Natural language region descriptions
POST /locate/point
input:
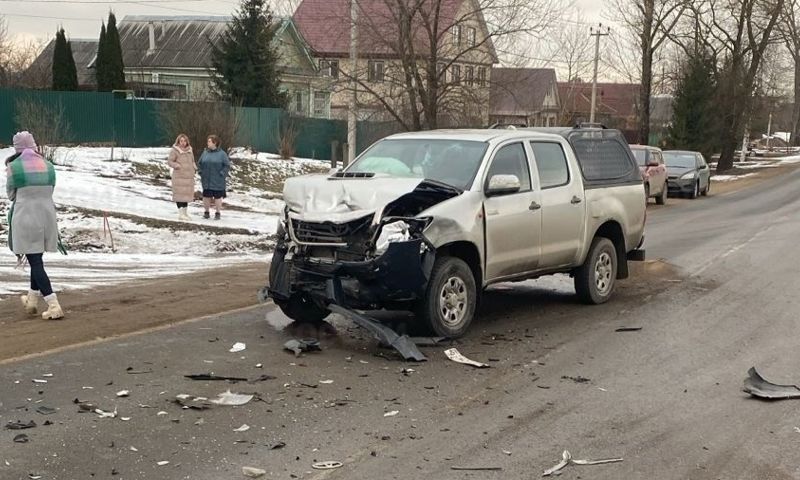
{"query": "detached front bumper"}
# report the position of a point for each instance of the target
(393, 280)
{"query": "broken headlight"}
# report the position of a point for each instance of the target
(394, 232)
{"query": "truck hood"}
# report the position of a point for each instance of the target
(322, 198)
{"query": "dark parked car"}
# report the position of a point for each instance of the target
(688, 173)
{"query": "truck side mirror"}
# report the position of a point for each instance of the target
(503, 185)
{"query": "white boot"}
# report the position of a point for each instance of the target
(54, 311)
(31, 302)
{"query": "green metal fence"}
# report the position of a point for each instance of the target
(101, 118)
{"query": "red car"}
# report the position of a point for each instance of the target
(654, 172)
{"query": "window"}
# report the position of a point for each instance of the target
(511, 160)
(321, 101)
(456, 74)
(456, 31)
(376, 71)
(482, 76)
(469, 75)
(602, 159)
(551, 163)
(329, 68)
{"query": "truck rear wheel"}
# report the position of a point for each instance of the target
(451, 298)
(596, 278)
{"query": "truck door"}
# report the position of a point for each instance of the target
(513, 219)
(563, 205)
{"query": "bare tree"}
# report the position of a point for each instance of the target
(651, 22)
(738, 33)
(789, 29)
(440, 53)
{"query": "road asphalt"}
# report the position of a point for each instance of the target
(667, 399)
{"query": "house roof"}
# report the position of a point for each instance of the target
(614, 99)
(83, 51)
(181, 41)
(325, 24)
(516, 91)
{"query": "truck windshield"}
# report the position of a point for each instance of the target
(680, 160)
(452, 162)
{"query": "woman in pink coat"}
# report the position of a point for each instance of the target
(181, 160)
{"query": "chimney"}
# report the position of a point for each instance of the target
(152, 31)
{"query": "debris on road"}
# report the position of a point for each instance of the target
(757, 386)
(210, 377)
(45, 410)
(19, 425)
(232, 399)
(477, 469)
(454, 355)
(302, 345)
(328, 465)
(565, 459)
(252, 472)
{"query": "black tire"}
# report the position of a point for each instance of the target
(662, 199)
(596, 278)
(696, 192)
(451, 298)
(303, 310)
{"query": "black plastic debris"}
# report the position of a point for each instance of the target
(211, 377)
(19, 425)
(757, 386)
(302, 345)
(45, 410)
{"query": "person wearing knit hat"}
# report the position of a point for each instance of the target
(32, 219)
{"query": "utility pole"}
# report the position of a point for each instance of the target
(597, 33)
(352, 119)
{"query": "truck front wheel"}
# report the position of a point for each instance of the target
(451, 298)
(595, 279)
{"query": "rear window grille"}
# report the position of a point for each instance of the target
(602, 159)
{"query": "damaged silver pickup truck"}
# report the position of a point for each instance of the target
(424, 222)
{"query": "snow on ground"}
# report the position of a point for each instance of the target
(131, 187)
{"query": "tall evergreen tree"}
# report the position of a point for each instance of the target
(695, 117)
(65, 74)
(109, 67)
(101, 62)
(245, 59)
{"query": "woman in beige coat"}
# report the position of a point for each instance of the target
(181, 160)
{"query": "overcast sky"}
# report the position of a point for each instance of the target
(39, 19)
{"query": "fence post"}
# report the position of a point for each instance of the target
(334, 153)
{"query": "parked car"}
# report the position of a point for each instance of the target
(426, 221)
(688, 173)
(654, 172)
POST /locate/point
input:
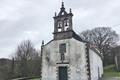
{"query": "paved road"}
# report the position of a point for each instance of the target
(115, 78)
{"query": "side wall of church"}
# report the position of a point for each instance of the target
(75, 56)
(96, 65)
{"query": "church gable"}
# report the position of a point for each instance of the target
(67, 56)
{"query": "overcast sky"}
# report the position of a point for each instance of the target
(33, 19)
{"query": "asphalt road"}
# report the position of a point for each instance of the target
(113, 78)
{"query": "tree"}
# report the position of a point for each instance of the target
(25, 57)
(105, 39)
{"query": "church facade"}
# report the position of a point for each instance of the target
(67, 56)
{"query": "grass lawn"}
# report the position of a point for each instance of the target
(109, 71)
(35, 79)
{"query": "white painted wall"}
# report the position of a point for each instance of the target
(75, 55)
(95, 63)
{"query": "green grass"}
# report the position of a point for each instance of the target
(109, 71)
(35, 79)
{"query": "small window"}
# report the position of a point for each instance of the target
(62, 48)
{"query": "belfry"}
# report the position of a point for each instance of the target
(67, 56)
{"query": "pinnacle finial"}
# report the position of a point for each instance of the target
(55, 14)
(62, 4)
(70, 10)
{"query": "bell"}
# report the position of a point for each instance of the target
(66, 24)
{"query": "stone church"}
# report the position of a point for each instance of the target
(67, 56)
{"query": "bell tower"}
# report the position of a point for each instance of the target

*EXERCISE*.
Reproduce every line above word for word; no images.

*RESULT BELOW*.
POST /locate/point
input:
{"query": "detached front bumper"}
# report the position of a point for each instance of the target
(393, 280)
{"query": "broken headlight"}
# report the position of a point for each instance of the target
(394, 232)
{"query": "truck hood"}
# report the position of a point for each instance of the target
(322, 198)
{"query": "dark parked car"}
# report the position of a point for each instance of the target
(688, 173)
{"query": "truck side mirror"}
# report the position of a point for each instance of the target
(503, 185)
{"query": "white boot"}
# report the position of a point for each instance of the target
(54, 311)
(31, 302)
{"query": "green metal fence"}
# report the position of a point for each instance of the target
(101, 118)
{"query": "red car"}
# report the position of a point for each instance of the target
(654, 172)
{"query": "window"}
# report the position of a point for each instance of the target
(511, 160)
(321, 101)
(456, 74)
(456, 31)
(376, 71)
(482, 76)
(469, 75)
(602, 159)
(551, 163)
(329, 68)
{"query": "truck rear wheel"}
# report the position of a point for each instance of the target
(451, 298)
(596, 278)
{"query": "truck door"}
# report the position of a point for each instance of the target
(513, 219)
(563, 205)
{"query": "bare tree"}
# report the position of a point for each instance of the target
(651, 22)
(738, 33)
(789, 29)
(440, 53)
{"query": "road asphalt"}
# report the position of a point for each instance of the target
(667, 399)
{"query": "house roof"}
# report the position of a point for each instance of the target
(614, 99)
(83, 51)
(181, 41)
(325, 24)
(516, 91)
{"query": "truck windshield"}
# report the position of a point for each instance of the target
(680, 160)
(452, 162)
{"query": "woman in pink coat"}
# report the position of a point for each instance of the target
(181, 160)
{"query": "chimney"}
# report the position of a point for each instance of the target
(152, 31)
{"query": "debris on road"}
# report the position of a point for each instance of the target
(757, 386)
(210, 377)
(45, 410)
(19, 425)
(232, 399)
(477, 469)
(454, 355)
(302, 345)
(328, 465)
(565, 459)
(252, 472)
{"query": "black tire"}
# report the position of a point for each instance of the target
(662, 199)
(596, 278)
(696, 192)
(451, 298)
(303, 310)
{"query": "black plastic debris"}
# report the position of a point for each instance of the target
(211, 377)
(19, 425)
(757, 386)
(302, 345)
(45, 410)
{"query": "person wearing knit hat"}
# report the position of a point for each instance of the target
(32, 219)
{"query": "utility pole"}
# report the position of a point for each instance of the target
(597, 33)
(352, 119)
{"query": "truck front wheel"}
# report the position of a point for each instance of the target
(451, 298)
(595, 279)
{"query": "rear window grille"}
# report the position of a point for each instance of the target
(602, 159)
{"query": "damaged silver pickup truck"}
# report the position of a point for each instance of the target
(424, 222)
{"query": "snow on ground"}
# report the position of a point for each instance of the target
(131, 187)
{"query": "tall evergreen tree"}
# report the position of a point for each instance of the target
(695, 117)
(65, 74)
(109, 67)
(101, 62)
(245, 59)
{"query": "woman in beige coat"}
# report the position of a point for each instance of the target
(181, 160)
{"query": "overcast sky"}
# report the position of a point for each instance of the target
(39, 19)
{"query": "fence post"}
# report the position of a point for each instance of the target
(334, 153)
{"query": "parked car"}
# report the position of a point for each instance of the target
(426, 221)
(688, 173)
(654, 172)
POST /locate/point
input:
{"query": "paved road"}
# report the position of a point for each instance of the target
(115, 78)
{"query": "side wall of church"}
# report the position of a point for each instance of the target
(75, 56)
(96, 65)
{"query": "church gable"}
# report the position of a point for each instance of the target
(67, 56)
{"query": "overcast sky"}
# report the position of a point for each instance of the target
(33, 19)
{"query": "asphalt road"}
# report the position of a point for each instance of the target
(113, 78)
{"query": "tree"}
# report the position of a point for each instance of the target
(25, 57)
(105, 39)
{"query": "church facade"}
# report the position of a point for each instance of the target
(67, 56)
{"query": "grass lawn"}
# report the position of a point for each instance of the target
(109, 71)
(35, 79)
{"query": "white painted wall"}
# report the position of a point for each instance of the target
(75, 55)
(95, 63)
{"query": "green grass"}
# report the position of a point for each instance of the target
(109, 71)
(35, 79)
{"query": "small window"}
# report the position of a point for each instance of the target
(62, 48)
{"query": "belfry"}
# report the position of a point for each instance of the target
(67, 56)
{"query": "pinnacle finial"}
# report the position of a point for each instance of the target
(55, 14)
(62, 4)
(70, 10)
{"query": "bell"}
# report the position of a point for each instance of the target
(66, 24)
{"query": "stone church"}
# report the position of a point for each instance of the target
(67, 56)
{"query": "bell tower"}
# report the position of a point for each instance of the target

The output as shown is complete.